• **Task details**:
In the passage about the abduction hoax theory, for how many days had Madeleine been happily playing with her family and friends?

• **Quoted passage**:
□ □ □ □ □

Could they have discussed this desperate situation bilaterally? Surely not. They would have to have a meeting about it – at the very time they were all getting the children ready for bed and beginning to dress up for dinner.

In such a scenario, how likely is it that all six friends would have agreed within, say, 5-10 minutes that they would all play their roles in a fake abduction?

I suggest that it is unlikely in the extreme.  

Even had they all rapidly agreed to go along with an abduction hoax later that evening at 10.00pm, there would be all manner of questions and suggestions.

We also need to bear in mind that on the basis of the PJ theory as it stands, this was a holiday to a place the McCanns had never been to before. They knew no-one in the area who could help them. They had no immediate access to a car, and so on. Madeleine had been happily playing with her brother and sister, her friends in the Lobsters club, and her Mum and Dad for six days.

□ □ □ □ □

• **Supplied records**:
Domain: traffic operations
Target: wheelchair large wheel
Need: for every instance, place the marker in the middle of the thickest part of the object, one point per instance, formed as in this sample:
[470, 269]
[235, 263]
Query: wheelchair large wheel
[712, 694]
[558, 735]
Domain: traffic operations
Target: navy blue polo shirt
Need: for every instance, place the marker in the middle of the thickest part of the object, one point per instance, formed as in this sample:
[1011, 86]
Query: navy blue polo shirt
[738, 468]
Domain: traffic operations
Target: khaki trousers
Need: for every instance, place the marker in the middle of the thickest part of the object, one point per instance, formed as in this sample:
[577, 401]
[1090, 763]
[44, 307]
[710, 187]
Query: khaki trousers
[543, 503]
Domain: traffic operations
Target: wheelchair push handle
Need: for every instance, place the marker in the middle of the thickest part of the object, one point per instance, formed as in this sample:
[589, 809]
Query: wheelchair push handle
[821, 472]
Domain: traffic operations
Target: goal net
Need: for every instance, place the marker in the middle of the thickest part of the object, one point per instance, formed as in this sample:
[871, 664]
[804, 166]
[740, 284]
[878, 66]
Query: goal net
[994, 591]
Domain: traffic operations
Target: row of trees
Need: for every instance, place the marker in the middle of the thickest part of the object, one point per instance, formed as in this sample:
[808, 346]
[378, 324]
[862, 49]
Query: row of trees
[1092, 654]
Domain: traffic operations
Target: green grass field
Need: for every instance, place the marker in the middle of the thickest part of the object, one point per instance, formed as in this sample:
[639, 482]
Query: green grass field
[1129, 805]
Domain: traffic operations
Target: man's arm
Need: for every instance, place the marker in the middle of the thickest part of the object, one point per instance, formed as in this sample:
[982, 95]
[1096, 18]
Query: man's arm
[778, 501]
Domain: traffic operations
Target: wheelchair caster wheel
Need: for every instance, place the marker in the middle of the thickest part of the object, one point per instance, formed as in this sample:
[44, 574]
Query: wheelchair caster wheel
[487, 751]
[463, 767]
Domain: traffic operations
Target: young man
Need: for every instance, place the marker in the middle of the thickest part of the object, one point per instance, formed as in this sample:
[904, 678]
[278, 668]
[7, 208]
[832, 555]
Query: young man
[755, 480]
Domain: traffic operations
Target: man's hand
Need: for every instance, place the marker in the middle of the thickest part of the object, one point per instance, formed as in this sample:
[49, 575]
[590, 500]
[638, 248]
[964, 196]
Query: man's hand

□ □ □ □ □

• **Answer to the problem**:
Six days.